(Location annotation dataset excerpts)
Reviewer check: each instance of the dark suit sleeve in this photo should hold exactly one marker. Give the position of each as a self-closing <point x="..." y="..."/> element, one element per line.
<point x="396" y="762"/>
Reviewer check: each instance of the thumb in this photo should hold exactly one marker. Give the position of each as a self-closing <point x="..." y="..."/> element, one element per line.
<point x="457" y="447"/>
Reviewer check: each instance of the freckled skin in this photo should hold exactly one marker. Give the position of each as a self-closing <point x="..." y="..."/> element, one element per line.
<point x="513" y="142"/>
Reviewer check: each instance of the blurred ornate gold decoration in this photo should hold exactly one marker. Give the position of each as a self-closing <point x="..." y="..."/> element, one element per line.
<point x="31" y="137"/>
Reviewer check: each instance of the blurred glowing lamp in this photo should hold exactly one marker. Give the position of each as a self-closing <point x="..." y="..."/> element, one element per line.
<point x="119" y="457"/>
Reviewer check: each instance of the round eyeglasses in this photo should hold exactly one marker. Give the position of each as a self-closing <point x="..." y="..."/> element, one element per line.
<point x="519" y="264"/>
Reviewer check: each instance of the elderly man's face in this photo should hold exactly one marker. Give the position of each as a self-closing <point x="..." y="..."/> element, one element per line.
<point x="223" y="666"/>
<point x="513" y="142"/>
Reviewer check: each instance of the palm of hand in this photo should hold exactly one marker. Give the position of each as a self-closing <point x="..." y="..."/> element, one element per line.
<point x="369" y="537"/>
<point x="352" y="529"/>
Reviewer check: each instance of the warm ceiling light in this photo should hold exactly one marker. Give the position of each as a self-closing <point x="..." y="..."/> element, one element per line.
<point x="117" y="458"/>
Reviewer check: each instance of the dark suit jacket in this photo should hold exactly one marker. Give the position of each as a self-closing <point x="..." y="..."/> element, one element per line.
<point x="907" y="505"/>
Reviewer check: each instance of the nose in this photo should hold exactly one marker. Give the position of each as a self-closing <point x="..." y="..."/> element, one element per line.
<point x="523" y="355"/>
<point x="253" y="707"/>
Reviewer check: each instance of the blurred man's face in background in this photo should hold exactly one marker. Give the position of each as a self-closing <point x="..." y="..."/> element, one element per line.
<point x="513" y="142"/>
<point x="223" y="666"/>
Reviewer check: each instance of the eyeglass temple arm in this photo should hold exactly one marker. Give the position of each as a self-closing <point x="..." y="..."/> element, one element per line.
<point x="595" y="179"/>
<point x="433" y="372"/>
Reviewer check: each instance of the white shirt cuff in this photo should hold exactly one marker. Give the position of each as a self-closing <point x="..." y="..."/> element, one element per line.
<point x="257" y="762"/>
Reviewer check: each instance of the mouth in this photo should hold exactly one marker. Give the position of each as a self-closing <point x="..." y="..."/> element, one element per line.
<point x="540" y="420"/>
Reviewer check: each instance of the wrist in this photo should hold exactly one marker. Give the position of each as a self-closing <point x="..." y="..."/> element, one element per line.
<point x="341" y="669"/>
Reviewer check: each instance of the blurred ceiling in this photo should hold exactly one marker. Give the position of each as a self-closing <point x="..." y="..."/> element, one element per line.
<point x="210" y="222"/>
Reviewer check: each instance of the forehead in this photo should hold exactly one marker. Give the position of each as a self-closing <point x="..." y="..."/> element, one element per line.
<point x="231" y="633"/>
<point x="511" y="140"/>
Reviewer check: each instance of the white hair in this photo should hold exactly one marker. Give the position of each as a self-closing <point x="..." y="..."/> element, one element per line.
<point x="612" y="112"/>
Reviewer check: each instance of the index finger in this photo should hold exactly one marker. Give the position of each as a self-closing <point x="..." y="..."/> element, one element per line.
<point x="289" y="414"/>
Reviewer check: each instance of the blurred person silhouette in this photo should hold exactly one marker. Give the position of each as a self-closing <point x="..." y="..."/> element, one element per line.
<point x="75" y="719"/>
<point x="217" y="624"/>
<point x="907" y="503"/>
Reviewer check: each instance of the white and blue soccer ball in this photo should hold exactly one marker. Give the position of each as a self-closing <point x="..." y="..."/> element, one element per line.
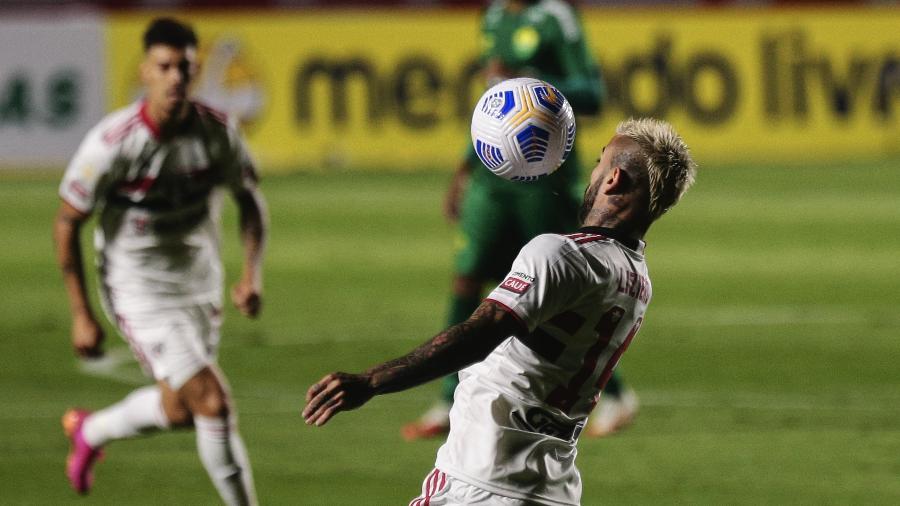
<point x="523" y="129"/>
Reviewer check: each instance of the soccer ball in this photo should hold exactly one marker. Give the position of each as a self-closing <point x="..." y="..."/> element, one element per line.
<point x="523" y="129"/>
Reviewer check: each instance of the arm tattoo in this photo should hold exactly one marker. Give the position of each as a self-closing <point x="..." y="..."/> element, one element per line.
<point x="449" y="351"/>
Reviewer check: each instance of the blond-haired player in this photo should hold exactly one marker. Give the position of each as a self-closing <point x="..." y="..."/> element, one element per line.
<point x="541" y="346"/>
<point x="154" y="173"/>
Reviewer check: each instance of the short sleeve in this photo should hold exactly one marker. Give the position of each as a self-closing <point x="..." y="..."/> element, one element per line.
<point x="542" y="282"/>
<point x="81" y="183"/>
<point x="241" y="173"/>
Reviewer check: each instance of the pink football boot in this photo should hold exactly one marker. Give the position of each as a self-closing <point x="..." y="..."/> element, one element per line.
<point x="81" y="456"/>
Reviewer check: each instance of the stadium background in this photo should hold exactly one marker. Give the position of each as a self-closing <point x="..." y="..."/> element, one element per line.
<point x="767" y="367"/>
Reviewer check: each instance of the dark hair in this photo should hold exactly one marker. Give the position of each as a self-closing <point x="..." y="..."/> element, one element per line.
<point x="169" y="32"/>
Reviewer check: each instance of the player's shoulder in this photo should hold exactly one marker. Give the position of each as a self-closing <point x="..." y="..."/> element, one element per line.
<point x="551" y="245"/>
<point x="578" y="245"/>
<point x="211" y="114"/>
<point x="215" y="121"/>
<point x="117" y="125"/>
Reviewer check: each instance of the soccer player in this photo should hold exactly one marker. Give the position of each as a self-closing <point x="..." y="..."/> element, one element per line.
<point x="545" y="341"/>
<point x="154" y="172"/>
<point x="542" y="39"/>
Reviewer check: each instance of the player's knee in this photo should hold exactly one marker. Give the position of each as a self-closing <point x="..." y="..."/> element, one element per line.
<point x="214" y="404"/>
<point x="204" y="395"/>
<point x="179" y="417"/>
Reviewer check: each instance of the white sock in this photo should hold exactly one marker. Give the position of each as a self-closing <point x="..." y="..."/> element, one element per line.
<point x="225" y="459"/>
<point x="138" y="413"/>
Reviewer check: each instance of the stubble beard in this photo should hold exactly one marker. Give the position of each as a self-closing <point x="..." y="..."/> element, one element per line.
<point x="587" y="204"/>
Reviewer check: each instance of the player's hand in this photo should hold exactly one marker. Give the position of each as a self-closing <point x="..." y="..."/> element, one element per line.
<point x="87" y="337"/>
<point x="247" y="298"/>
<point x="339" y="391"/>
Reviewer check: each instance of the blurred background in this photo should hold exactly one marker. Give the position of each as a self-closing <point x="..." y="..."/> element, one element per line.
<point x="767" y="368"/>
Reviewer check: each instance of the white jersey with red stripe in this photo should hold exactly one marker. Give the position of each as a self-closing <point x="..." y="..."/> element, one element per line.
<point x="157" y="233"/>
<point x="517" y="415"/>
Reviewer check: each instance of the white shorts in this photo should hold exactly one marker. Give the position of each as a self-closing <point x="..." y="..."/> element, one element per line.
<point x="441" y="489"/>
<point x="173" y="345"/>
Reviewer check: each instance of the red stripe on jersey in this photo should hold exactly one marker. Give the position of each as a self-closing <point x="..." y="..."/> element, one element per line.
<point x="509" y="310"/>
<point x="148" y="121"/>
<point x="139" y="185"/>
<point x="117" y="133"/>
<point x="590" y="238"/>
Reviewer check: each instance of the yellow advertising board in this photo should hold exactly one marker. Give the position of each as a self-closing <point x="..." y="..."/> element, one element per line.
<point x="394" y="88"/>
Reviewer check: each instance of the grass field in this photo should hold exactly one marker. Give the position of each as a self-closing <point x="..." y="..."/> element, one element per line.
<point x="767" y="366"/>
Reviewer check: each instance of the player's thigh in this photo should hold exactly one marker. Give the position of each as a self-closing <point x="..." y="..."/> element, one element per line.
<point x="173" y="344"/>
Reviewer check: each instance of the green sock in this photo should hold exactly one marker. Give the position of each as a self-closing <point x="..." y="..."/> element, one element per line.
<point x="460" y="310"/>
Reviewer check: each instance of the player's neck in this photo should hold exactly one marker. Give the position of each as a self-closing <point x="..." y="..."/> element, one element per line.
<point x="624" y="220"/>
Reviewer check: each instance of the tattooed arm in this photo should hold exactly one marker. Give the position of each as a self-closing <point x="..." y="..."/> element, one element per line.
<point x="447" y="352"/>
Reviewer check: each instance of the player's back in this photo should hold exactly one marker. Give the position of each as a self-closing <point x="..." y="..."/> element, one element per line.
<point x="156" y="201"/>
<point x="517" y="414"/>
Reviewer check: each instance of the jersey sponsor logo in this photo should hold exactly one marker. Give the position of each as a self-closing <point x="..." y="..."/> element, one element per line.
<point x="516" y="285"/>
<point x="523" y="276"/>
<point x="634" y="285"/>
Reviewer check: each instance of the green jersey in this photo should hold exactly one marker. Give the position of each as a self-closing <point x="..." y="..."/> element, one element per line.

● **DIRECTIONS**
Update the rows from the line containing "Reviewer check: each instance of the grass" through the last of the rows by replacing "player's" with "athlete's", with nothing else changed. Give back only those lines.

● **OUTPUT FOR THIS EXERCISE**
Reviewer check: each instance of the grass field in this photo should hold exactly one marker. Give the position of each as a self-closing <point x="..." y="..."/> element, one element per line.
<point x="767" y="366"/>
Reviewer check: each instance of the athlete's thigh in this photo should hold exactly one marker. Give the position of each as a self-closing <point x="..." y="..."/> element, one element per line.
<point x="173" y="344"/>
Reviewer check: each instance of the green sock in this photo should hold exactly one marker. Give the position of each as a self-closing <point x="..." y="..."/> element, one element per line.
<point x="460" y="310"/>
Reviewer check: each instance of the athlete's neck in this photo should hold exactly one marker. Give the position of each as a self-closing <point x="..." y="..."/> element, one element per line.
<point x="624" y="220"/>
Reviewer check: each instance of the tattooed arm in this photo should hold exactly one marker. Give the position of each as a self-closing <point x="..." y="..."/> element, one element per line.
<point x="447" y="352"/>
Reviewer check: each instance of the athlete's back in this photo should hold exactly one marker. Give the position of each as a self-closing <point x="..." y="..."/> element, one element per line.
<point x="156" y="201"/>
<point x="517" y="414"/>
Reviewer check: each instance of the jersey sponsor logo in this photo should hold exactly one marker. Give the position of each as a self-closing <point x="..." y="..."/> element, one element per line.
<point x="516" y="285"/>
<point x="523" y="276"/>
<point x="634" y="285"/>
Reviewer check: each instance of the green jersey in this photo should hold exactly one marker. Give the position of each as a self-closing <point x="..." y="..."/> element, one element per line.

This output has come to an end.